* **Reading text**
==========

The present, the past, and the future merge

They don’t know it yet, but it’s their last time together.

The present, the past, and the future merge

They don’t know it yet, but it’s their last time together.

They’re a team for the trip back home, but they’ll never play another game together, the All-Ireland minor champions.

The entire experience came together for a few weeks the summer they were finishing school and thinking of what happens after that.

Now, it’s September and it’s finished. Whatever happens at U20 or senior level, the group is gone.

The best part of All-Ireland final day comes well before the big show itself, during that interregnum when the minor winners are jogging around Croke Park and picking out relations in the crowd. It’s almost a better sight in a day like yesterday, when the minor winners aren’t represented in the senior game, as players can find individual family members in the stands that much easier.

==========

* **Materials provided**
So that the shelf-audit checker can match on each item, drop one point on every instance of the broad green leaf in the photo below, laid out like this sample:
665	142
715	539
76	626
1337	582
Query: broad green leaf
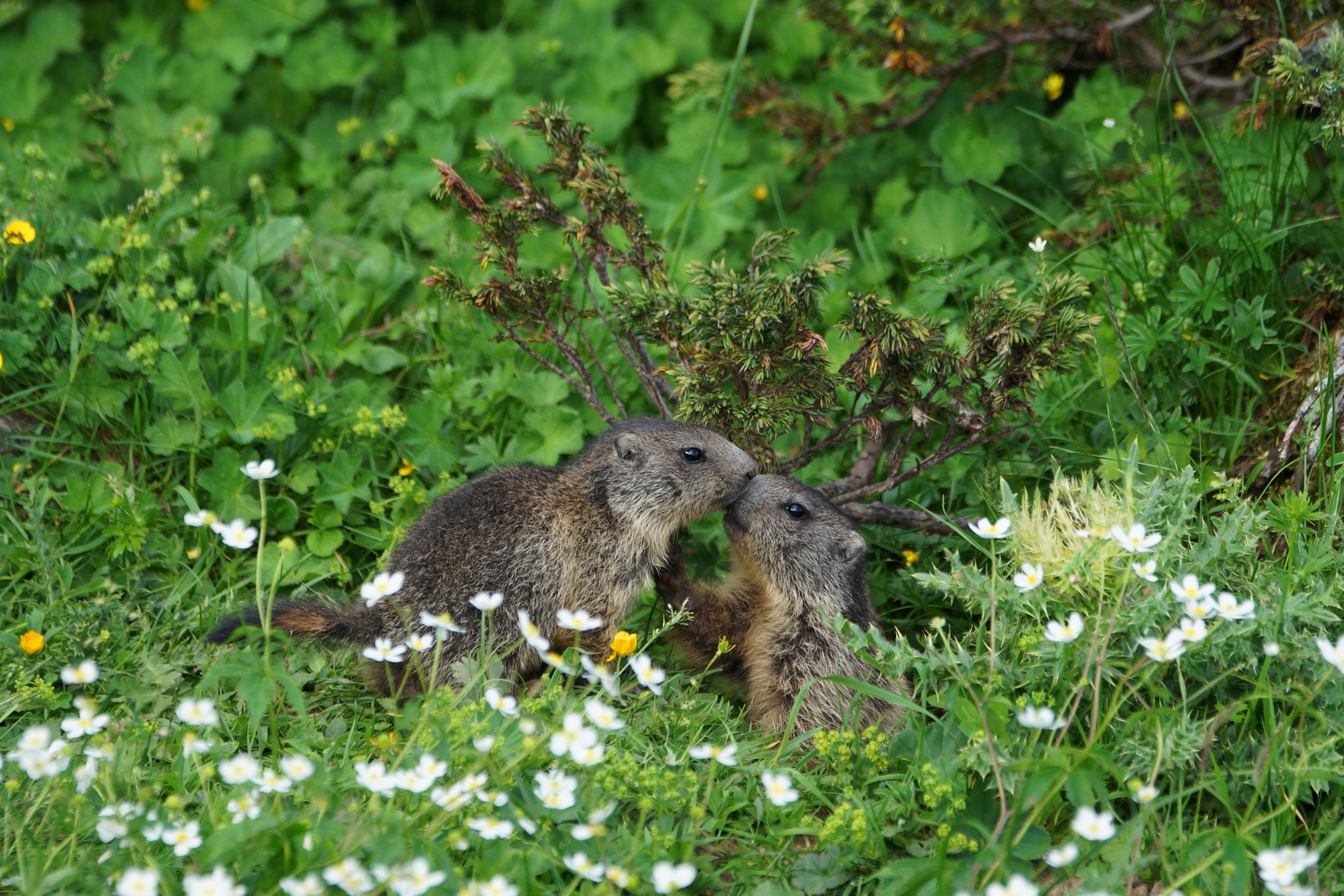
266	245
942	223
440	74
324	542
324	58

==========

* **Task set**
A – Answer from the article on the All-Ireland minor champions:
(i) Which month does the article say it is now?
(ii) Around which stadium are the minor winners jogging?
(iii) What title does the team hold?
B – Change "broad green leaf" to "wide green leaf" everywhere in the rows, keeping the rest of them unchanged, and leave the picture out.
The rows have no connection to the article on the All-Ireland minor champions.

* **The solutions**
A –
(i) September
(ii) Croke Park
(iii) All-Ireland minor champions

B –
So that the shelf-audit checker can match on each item, drop one point on every instance of the wide green leaf in the photo below, laid out like this sample:
665	142
715	539
76	626
1337	582
Query: wide green leaf
266	245
942	223
440	74
324	542
324	58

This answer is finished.